REQUIRED WORK: From the article on the Heaven's Gate tragedy, extract everything from "Cults that commit" down to "Koresh's Branch Davidians." and reproduce it word for word.

DOCUMENT PASSAGE:
Vol. 14, No. 2, 1997

Articles on the New Age

Lessons to be Learned: Heaven's Gate Tragedy

by James K. Walker

In the days following the first thirty-nine Heaven's Gate suicides, the staff at Watchman Fellowship was barraged by the news media. Nightline, ABC World News Tonight, CNN, USA Today, Time, Newsweek and a host of other international, national and local journalists interviewed our staff. At one point there were three network news teams setting up cameras and lights simultaneously in Watchman's offices. They were all asking crucial questions: "How could these people be so deceived?" "Could more suicides follow in the coming months?" "Don't these people have the right to choose death?" "By voluntarily giving their lives for their faith, were Applewhite and his followers really different than Christian martyrs?"

One of the frustrations in working with television news media is the necessity of reducing significant and complex discussions to the infamous ten second "sound bite." Difficult and important questions need a more thorough discussion. This issue of the Watchman Expositor is intended to provide a much needed deeper evaluation and analysis of the Heaven's Gate tragedy from an evangelical Christian perspective.

There is much more to this story than a few lost souls drawn together by a bad science fiction plot. This was not, as media mogul Ted Turner described it, a good way to get rid of "a few nuts." This was a real tragedy involving real people. In 1994, Watchman staff member Bob Waldrep met and questioned four members of Heaven's Gate at one of their recruitment meetings (see story p. 24). Two of them died in the mass suicide. It is more difficult to ignore these needless deaths when it affects people you have actually met. It must be devastating to the family and friends who are left behind to grieve.

More suicides may still happen. Just days after the first 39 bodies were discovered, Washington Post religion editor, Laurie Goodstein and I were interviewed on NPB's News Hour with Jim Lehrer. Goodstien and I disagreed when we were both asked if we thought there could be more Heaven's Gate suicides in the weeks and months to come. She felt that all the true believers were now dead. I went on record with my concerns that there could be more suicides to follow. I wish I had been wrong.

Just days later, a man in Northern California who was never connected with the cult committed a "copycat" suicide. Also, about a month later two other cult members attempted suicide near Rancho Santa Fe, California. Wayne Cooke died, while Chuck Humphrey survived his suicide attempt. After being released from the hospital, Humprey called a press conference announcing his plans to launch a speaking tour giving lectures on Heaven's Gate beliefs. In a recent telephone interview with Watchman Fellowship, former Heaven's Gate member Dick Joslyn said he feared there could be as many as seven others who still believe strongly enough in Applewhite's doctrine to consider suicide.

Cults that commit suicide and murder instantly leap from obscurity to capture the world's attention. When cult members die in mass, everyone watches. Recent examples include: Soko Ashahara's Aum Shinri Kyo, The Order of the Solar Temple of Canada and Switzerland, Jim Jones' Peoples Temple, and David Koresh's Branch Davidians.

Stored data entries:
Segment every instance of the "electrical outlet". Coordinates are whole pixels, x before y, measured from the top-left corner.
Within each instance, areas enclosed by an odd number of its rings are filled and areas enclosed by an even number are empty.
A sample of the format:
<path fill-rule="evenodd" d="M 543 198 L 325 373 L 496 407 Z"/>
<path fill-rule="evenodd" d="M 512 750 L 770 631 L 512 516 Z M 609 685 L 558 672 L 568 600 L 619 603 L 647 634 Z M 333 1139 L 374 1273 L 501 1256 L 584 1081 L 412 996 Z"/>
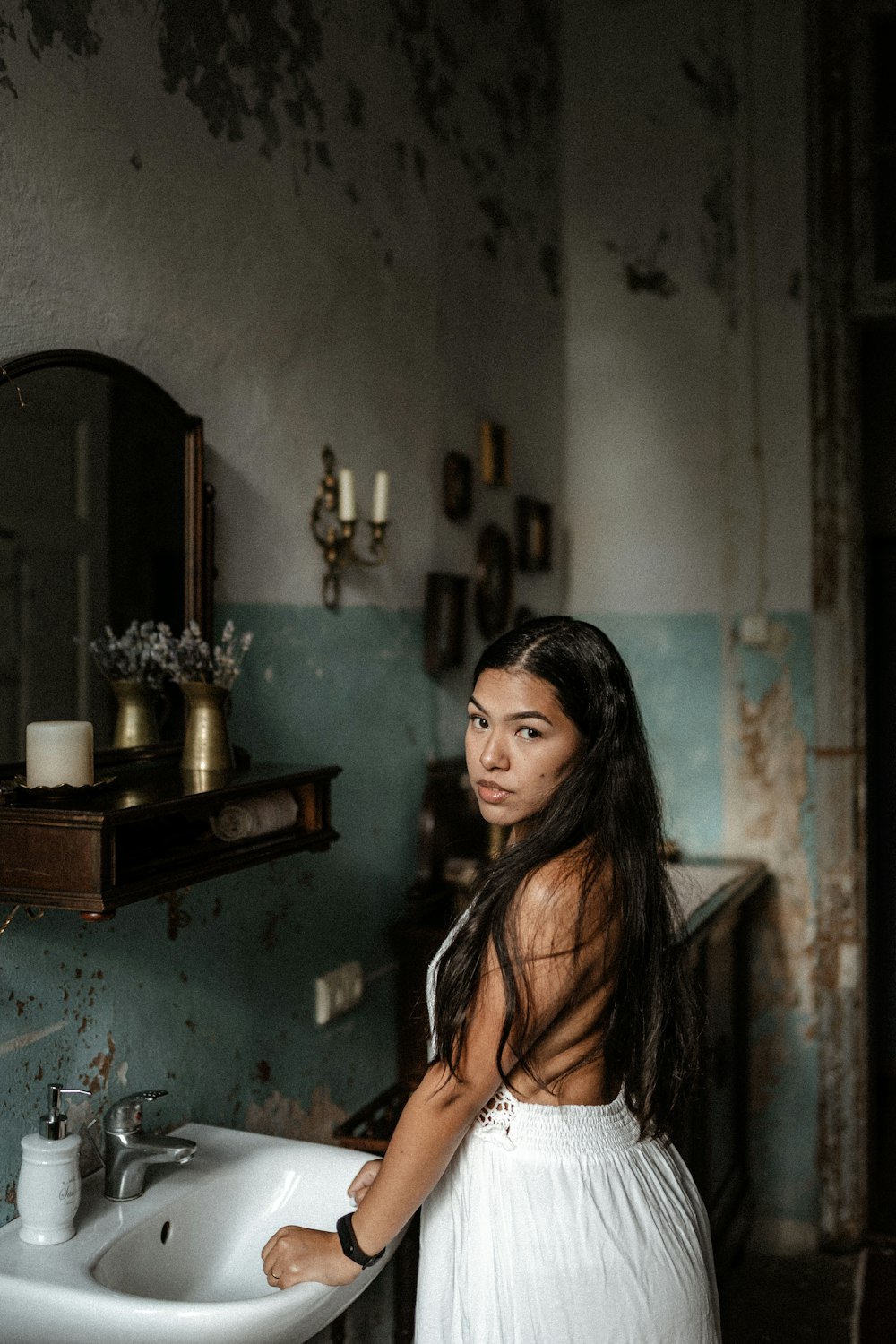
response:
<path fill-rule="evenodd" d="M 747 616 L 742 616 L 737 637 L 746 649 L 767 649 L 771 629 L 766 613 L 748 612 Z"/>
<path fill-rule="evenodd" d="M 314 981 L 314 1021 L 325 1027 L 333 1017 L 355 1008 L 364 995 L 364 968 L 360 961 L 344 961 Z"/>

EXERCISE ANSWER:
Cults that commit suicide and murder instantly leap from obscurity to capture the world's attention. When cult members die in mass, everyone watches. Recent examples include: Soko Ashahara's Aum Shinri Kyo, The Order of the Solar Temple of Canada and Switzerland, Jim Jones' Peoples Temple, and David Koresh's Branch Davidians.